**WHAT THE TASK ASKS**
The expected result is the full listing, retyped exactly, without a single picture.

**SUPPLIED MATERIAL**
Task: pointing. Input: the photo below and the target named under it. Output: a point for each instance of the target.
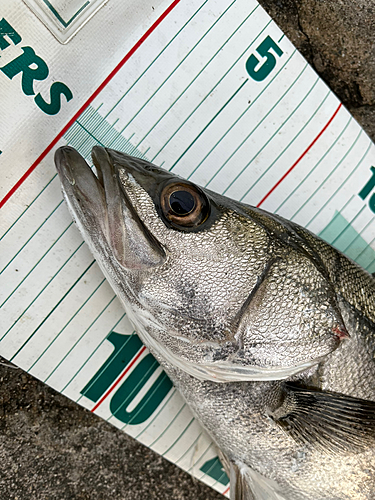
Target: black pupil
(182, 202)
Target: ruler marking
(87, 103)
(300, 158)
(316, 165)
(258, 125)
(52, 310)
(211, 90)
(195, 78)
(208, 124)
(129, 366)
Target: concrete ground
(50, 448)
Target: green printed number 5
(265, 69)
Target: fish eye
(184, 205)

**SOLUTION FOR THIS TASK**
Task: pointing. Input: the photo below and the target named under it. Output: a point for each instance of the target.
Target: black pupil
(182, 202)
Target: ruler marking
(87, 103)
(300, 158)
(316, 165)
(258, 125)
(52, 310)
(211, 90)
(195, 78)
(208, 124)
(129, 366)
Target: concrete ground
(50, 448)
Target: green printed number 5
(265, 69)
Target: fish eye
(184, 205)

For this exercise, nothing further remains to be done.